## Alıştırma 1
Kaynak metne göre Meryem validemizin hermafrodit olduğu iddiası hangi iki ayete dayandırılmaktadır?

## Kaynak Alıntı
···
Kur’an’da Meryem validemizin İsa Aleyhisselama babasız olarak hamile kalması konusu pek çok ayette dile getirilir. Konuyla ilgili birbirinin benzeri olan iki ayetin, Meryem validemizin genital organlarında erkek üreme organı vazifesi görecek bir yapının da bulunduğuna dair ifadeler içerdiği yorumu yapılmaktadır. Böylece Kur’an’da, İncil’de ve hatta Tevrat’ta geçen bu olağanüstü olayın aslında bugün bilimsel olarak açıklanabileceği öne sürülmektedir. Böyle bir iddia ortaya atmak, aynı zamanda Meryem validemizin yaşadığı bu olayın her an bir başka kadının da başına gelebileceğini, hatta Meryem validemizden önce de birilerinin başına gelmiş olabileceğini söylemek anlamına gelir. Peki bu gerçek olabilir mi? Yani Kur’an’a baktığımızda, gerçekten de Meryem validemizin hermafrodit bir yapıda olduğuna, yani genital organlarında erkek üreme organının işlevini görecek ve kendi kendini dölleyecek bir fiziksel yapının bulunduğuna herhangi bir işaret görmek mümkün müdür?

İddianın dayandırıldığı iki ayet Enbiyâ Suresinin 91 ve Tahrîm Suresinin 12. ayetlerdir; özetle şöyle söylenmektedir:

“Tahrîm Suresi 12. ayette Meryem validemize ruhun üflenmesi olayından bahsedilirken “onun içine” anlamına gelen فيه (fîhi) ifadesindeki müzekker (eril) zamir Meryem validemizin genital bölgesi anlamına gelen ferc فرج kelimesine gitmektedir. Aynı ifade Enbiyâ Suresi 91. ayette ise فيها (fîhâ) şeklinde müennes (dişil) zamirle gelmekte ve yine ferc kelimesini göstermektedir. O halde bu ayetler, Meryem validemizin vücudunda dişi üreme organlarının yanısıra onu dölleyebilecek erkek üreme organına ait dokuların da bulunduğuna işaret etmektedirler. Bu da günümüzde hermafrodizm olarak bilinen durumdur. Çünkü bu durumdaki bir kadın aslında tam bir dişidir ve hermafrodit olduğunun kendisi de farkında değildir. Meryem validemiz de böyle olmalıdır. Bu duruma işaret etmesi Kur’an’ın bir mucizesidir.”

Bazı meal yazarları ise Tahrîm Suresindeki eril zamirin de Enbiyâ Suresindeki dişil zamirin de bizzat Meryem validemizi (ferc kelimesini değil) gösterme ihtimalinin bulunduğunu ileri sürerek Meryem validemizin hermafrodit yapıya sahip olabileceğini söylemişlerdir.
···
## Alıştırma 2
Aşağıdaki satırlardan "player" dizesini içerenlerin tamamını toplayınız.

## Veri satırları
···
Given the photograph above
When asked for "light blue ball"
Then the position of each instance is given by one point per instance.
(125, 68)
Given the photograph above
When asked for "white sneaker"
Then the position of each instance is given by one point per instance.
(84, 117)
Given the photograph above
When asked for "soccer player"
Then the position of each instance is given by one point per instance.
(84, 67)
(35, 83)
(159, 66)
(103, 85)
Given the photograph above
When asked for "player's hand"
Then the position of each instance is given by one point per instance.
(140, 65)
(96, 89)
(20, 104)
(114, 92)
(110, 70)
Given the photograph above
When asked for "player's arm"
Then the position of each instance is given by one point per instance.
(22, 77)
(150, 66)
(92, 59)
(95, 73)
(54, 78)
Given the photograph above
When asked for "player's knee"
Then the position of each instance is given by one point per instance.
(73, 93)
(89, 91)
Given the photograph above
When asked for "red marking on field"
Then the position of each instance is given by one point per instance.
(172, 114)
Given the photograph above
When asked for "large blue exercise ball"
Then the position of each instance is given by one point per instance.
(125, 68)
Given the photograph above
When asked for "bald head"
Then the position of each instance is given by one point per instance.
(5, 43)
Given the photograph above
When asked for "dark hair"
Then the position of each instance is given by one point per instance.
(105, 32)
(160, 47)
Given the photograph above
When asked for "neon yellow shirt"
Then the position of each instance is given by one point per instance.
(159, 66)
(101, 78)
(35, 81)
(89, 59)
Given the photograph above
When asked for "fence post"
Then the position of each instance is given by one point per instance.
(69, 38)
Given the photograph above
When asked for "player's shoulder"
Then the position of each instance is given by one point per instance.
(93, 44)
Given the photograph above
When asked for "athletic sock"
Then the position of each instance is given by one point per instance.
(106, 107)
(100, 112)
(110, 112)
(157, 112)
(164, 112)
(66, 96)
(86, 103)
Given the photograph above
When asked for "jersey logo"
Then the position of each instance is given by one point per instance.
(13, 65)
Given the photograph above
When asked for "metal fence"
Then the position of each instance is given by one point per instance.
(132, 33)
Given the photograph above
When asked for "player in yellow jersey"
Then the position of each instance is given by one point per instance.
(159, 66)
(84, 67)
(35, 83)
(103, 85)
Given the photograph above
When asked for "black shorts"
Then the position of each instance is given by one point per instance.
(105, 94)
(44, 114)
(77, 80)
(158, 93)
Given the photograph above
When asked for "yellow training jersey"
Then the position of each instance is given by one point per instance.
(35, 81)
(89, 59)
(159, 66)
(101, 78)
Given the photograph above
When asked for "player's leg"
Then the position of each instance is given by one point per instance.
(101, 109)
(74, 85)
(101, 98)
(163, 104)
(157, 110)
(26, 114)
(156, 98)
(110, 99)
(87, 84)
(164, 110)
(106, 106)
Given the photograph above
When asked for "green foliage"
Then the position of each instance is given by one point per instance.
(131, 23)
···
## Alıştırma Çıktısı 1
Enbiyâ Suresinin 91. ve Tahrîm Suresinin 12. ayetlerine.

## Alıştırma Çıktısı 2
When asked for "soccer player"
When asked for "player's hand"
When asked for "player's arm"
When asked for "player's knee"
When asked for "player's shoulder"
When asked for "player in yellow jersey"
When asked for "player's leg"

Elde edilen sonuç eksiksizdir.